Task goal: Write an exact copy of the entries below that leaves out all pictures.

Referring expression grounding data

-- Opening Marker --

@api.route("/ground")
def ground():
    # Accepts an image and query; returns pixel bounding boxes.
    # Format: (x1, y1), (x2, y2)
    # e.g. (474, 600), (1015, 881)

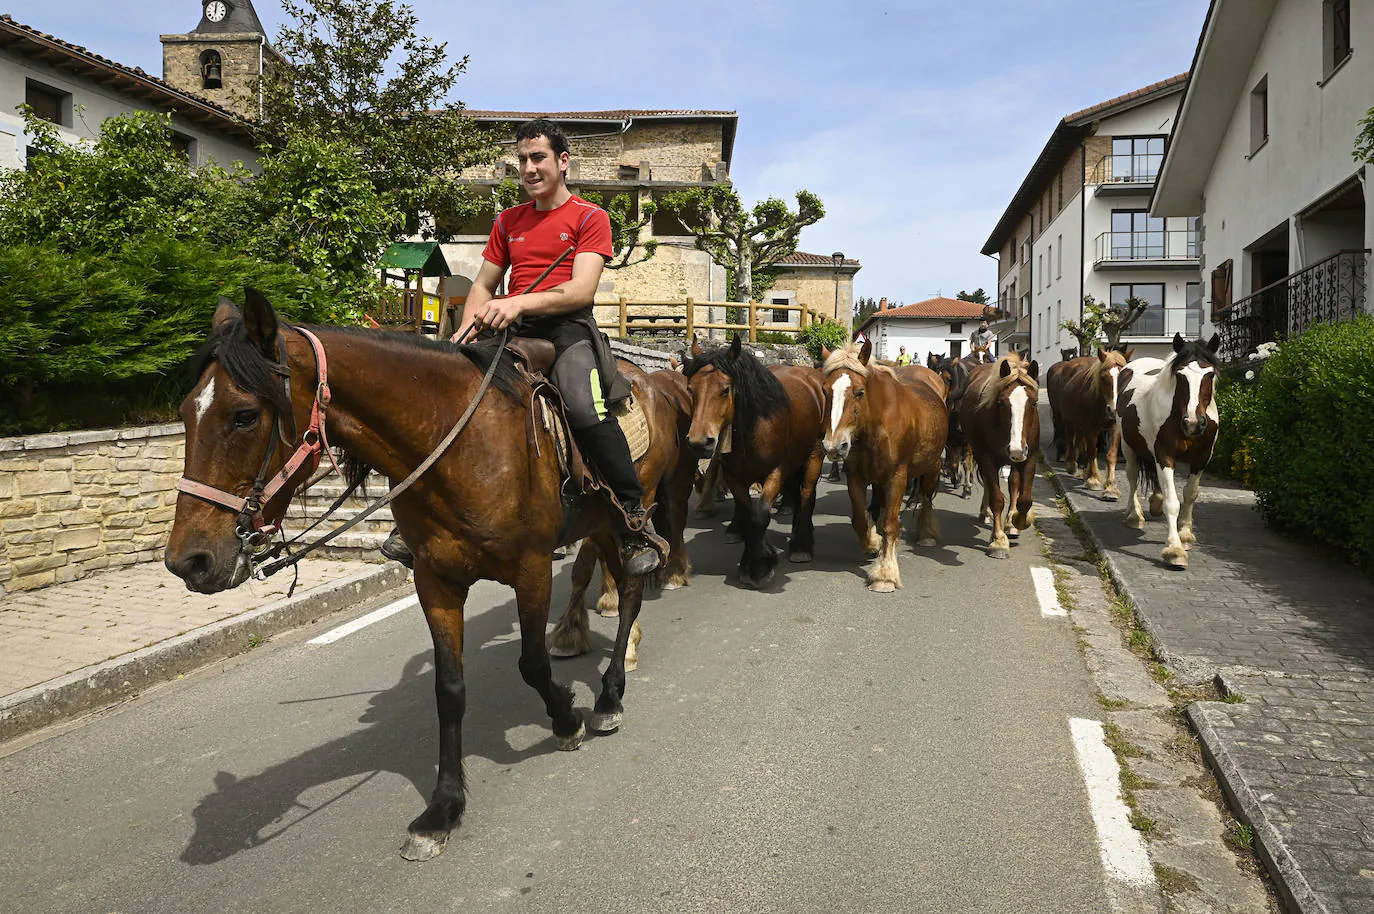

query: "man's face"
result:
(979, 322), (988, 331)
(516, 135), (568, 202)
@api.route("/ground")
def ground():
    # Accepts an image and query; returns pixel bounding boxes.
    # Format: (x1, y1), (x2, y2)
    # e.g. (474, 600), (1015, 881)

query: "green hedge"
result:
(1211, 369), (1260, 486)
(0, 236), (341, 435)
(1244, 317), (1374, 570)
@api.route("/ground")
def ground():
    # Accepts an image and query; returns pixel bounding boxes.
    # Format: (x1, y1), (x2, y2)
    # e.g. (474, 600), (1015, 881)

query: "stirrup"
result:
(380, 529), (414, 569)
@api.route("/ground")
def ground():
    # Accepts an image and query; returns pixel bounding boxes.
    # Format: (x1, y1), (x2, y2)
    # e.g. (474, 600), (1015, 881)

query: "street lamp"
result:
(831, 251), (845, 327)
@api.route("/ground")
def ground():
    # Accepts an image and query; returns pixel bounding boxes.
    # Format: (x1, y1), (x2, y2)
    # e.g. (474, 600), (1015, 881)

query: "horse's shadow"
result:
(180, 569), (616, 866)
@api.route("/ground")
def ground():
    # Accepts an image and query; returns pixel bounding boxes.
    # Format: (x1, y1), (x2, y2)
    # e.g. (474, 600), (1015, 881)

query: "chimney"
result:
(879, 297), (888, 311)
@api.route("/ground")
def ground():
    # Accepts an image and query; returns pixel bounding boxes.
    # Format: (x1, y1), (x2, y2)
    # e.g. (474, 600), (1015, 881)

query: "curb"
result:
(0, 562), (411, 745)
(1188, 702), (1328, 914)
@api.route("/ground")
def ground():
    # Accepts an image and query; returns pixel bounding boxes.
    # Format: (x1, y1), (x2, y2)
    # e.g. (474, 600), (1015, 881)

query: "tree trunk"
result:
(736, 246), (753, 304)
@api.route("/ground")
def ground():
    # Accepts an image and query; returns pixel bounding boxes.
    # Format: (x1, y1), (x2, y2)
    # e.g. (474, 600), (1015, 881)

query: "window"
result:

-- Closing Marker --

Reply to the task:
@api.route("/ground")
def ground():
    # Accepts an image and query; returns pixel bounding boxes.
    # Format: (x1, y1), (x2, y2)
    # e.g. (474, 600), (1015, 881)


query: "man's face"
result:
(979, 322), (988, 331)
(516, 135), (568, 202)
@api.route("/ground")
def ground():
    # Accepts an image and query; returns pixel bounding boxes.
    # Format: (x1, y1), (x2, y2)
    # e.g. (474, 600), (1015, 881)

query: "green hedge"
result:
(1211, 369), (1260, 486)
(0, 236), (341, 435)
(1244, 317), (1374, 570)
@api.route("/ground")
def ground():
    # Accepts an image and query; returns pixel bounding boxes.
    # Format: (x1, y1), (x2, y2)
    # e.g. (474, 600), (1015, 881)

query: "stirrup"
result:
(380, 529), (414, 569)
@api.route("/ground")
def ground():
    # Accepts an image and query; returns pixel bounding boxes.
    # Format: (x1, y1), (x2, y2)
    # e.g. (474, 600), (1015, 881)

query: "street lamp"
result:
(831, 251), (845, 327)
@api.route("/ground")
def ground():
    # Accepts an image and query; returns pixel bounding boxes.
    # Format: (x1, y1), (x2, y2)
    # e.g. (474, 600), (1015, 881)

query: "horse's shadow"
result:
(180, 569), (616, 866)
@api.route("/ground")
def ground():
    # Accepts an image and query; returns pixel bounding boxes.
    # Format: (x1, y1), (x2, y2)
    # e.g. (474, 600), (1015, 881)

query: "chimney"
result:
(879, 297), (888, 311)
@api.route("/ground")
def ground():
    # Accepts an image and query; returns pixel bounding boxes.
    # Format: (x1, y1), (x2, y2)
    # e.g. (474, 600), (1015, 881)

query: "curb"
result:
(0, 562), (411, 745)
(1188, 702), (1328, 914)
@api.route("/ground")
def ground():
    # Accepts an image and query; returns pixel bounding boxes.
    # Format: (x1, y1), (x2, y2)
    # e.g. (474, 600), (1015, 881)

query: "tree trunk"
result:
(736, 246), (753, 304)
@api.route("/ground")
def ground():
    # Accepts an image and query; returns pixel bounding boxes.
    # Format: (x1, y1), (x2, y2)
    # e.g. (474, 600), (1015, 881)

query: "window"
result:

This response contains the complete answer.